→ **PAGE TEXT**
Mixtape by Mac Miller
- Released: March 11, 2011
- Genre: Hip-hop
- Length: 51:26
- Label: Rostrum
- Producer: ID Labs; Teddy Roxpin; Sap; Beans N Kornbread; Chuck Inglish; Just Blaze; Blue (of The Sore Losers); Ritz Reynolds; Khrysis;

Mac Miller chronology
| K.I.D.S. (2010) | Best Day Ever (2011) | On and On and Beyond (2011) |

Singles from Best Day Ever
- "Donald Trump" Released: May 17, 2011;

= Best Day Ever (mixtape) =

Best Day Ever is the fifth mixtape by American rapper Mac Miller. It was released by Rostrum Records on March 11, 2011, as the follow-up to Miller's acclaimed mixtape K.I.D.S. (2010). The mixtape consists of sixteen songs produced by nine producers (predominantly ID Labs), and includes features from rappers Wiz Khalifa and Phonte.

→ **EXERCISE INSTRUCTIONS**
Continue the article on Mac Miller's Best Day Ever mixtape, picking up after its final sentence.

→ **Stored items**
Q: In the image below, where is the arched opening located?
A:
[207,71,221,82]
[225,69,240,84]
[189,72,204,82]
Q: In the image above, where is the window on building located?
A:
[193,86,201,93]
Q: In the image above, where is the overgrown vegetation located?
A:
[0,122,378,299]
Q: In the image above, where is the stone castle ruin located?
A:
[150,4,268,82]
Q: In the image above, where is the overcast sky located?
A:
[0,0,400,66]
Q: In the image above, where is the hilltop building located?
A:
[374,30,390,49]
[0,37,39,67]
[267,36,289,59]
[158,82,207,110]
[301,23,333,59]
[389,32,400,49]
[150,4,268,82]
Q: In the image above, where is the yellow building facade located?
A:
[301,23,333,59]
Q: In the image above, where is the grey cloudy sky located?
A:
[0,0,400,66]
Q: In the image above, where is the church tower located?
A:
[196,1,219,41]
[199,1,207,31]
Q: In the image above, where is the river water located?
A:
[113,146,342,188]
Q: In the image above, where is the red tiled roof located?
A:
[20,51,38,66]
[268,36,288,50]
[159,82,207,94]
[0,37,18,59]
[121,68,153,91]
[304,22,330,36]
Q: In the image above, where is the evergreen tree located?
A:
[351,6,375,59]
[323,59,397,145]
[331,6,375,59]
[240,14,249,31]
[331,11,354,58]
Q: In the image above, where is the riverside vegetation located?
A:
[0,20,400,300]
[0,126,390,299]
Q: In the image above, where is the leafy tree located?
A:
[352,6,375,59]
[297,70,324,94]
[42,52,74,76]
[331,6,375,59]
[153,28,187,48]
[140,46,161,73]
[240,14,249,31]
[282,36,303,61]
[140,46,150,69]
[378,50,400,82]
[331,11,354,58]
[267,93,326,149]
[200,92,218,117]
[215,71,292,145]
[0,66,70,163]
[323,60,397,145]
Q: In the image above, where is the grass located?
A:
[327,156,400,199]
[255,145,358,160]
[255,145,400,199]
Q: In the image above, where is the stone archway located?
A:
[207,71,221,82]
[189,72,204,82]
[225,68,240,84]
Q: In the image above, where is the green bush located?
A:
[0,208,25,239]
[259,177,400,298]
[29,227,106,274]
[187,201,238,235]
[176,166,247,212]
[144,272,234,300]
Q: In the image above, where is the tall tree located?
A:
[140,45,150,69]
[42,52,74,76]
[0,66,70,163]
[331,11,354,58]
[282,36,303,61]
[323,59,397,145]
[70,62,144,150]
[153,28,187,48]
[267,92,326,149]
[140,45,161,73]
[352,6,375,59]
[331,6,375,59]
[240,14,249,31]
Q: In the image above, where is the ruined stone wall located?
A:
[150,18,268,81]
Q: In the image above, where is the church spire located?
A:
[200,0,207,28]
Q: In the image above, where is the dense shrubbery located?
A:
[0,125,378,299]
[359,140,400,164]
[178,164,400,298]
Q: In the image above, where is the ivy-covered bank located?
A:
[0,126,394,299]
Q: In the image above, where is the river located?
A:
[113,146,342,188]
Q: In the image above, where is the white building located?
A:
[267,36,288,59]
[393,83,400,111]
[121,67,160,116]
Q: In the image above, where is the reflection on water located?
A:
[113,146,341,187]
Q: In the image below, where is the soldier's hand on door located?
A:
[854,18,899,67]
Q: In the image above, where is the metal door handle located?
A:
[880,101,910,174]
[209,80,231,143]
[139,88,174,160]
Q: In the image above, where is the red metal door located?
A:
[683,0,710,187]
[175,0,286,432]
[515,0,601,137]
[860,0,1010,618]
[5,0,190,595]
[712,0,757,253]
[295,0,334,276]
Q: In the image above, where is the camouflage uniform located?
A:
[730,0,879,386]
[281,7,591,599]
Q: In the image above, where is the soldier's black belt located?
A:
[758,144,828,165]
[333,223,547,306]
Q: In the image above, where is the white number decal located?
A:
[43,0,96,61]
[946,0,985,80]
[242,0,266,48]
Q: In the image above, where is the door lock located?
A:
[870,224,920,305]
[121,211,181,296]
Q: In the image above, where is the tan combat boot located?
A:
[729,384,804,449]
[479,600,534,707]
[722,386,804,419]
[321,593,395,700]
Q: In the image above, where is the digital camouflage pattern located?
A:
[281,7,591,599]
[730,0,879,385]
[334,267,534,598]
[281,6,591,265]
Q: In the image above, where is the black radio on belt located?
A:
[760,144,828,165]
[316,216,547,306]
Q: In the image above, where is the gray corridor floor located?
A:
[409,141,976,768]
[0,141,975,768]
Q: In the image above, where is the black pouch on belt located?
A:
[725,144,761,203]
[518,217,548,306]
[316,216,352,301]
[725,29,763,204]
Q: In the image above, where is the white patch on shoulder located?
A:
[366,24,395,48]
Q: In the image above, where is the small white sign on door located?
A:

→ **TASK RESULT**
Four songs from Best Day Ever have music videos: "Donald Trump", "Get Up", "Wear My Hat" and "Best Day Ever".

==Release and promotion==
Over 20,000 viewers joined Miller for a live video stream prior to the mixtape's release. As of March 2019, the mixtape has received over 1.2 million downloads and 1.5 million streams on its official host, DatPiff. The song "Donald Trump" was released as a single on May 17, 2011. It became his first singles entry on the US Billboard Hot 100, peaking at number 75, and was certified platinum by the Recording Industry Association of America (RIAA). Its music video has received over 180 million views on YouTube, and is Miller's most-viewed video. When the video surpassed 16 million views, Donald Trump acknowledged the song on the social networking site Twitter, stating "Who wouldn't be flattered?".

In June 2016, Best Day Ever was remastered and commercially released by Rostrum Records for its fifth anniversary.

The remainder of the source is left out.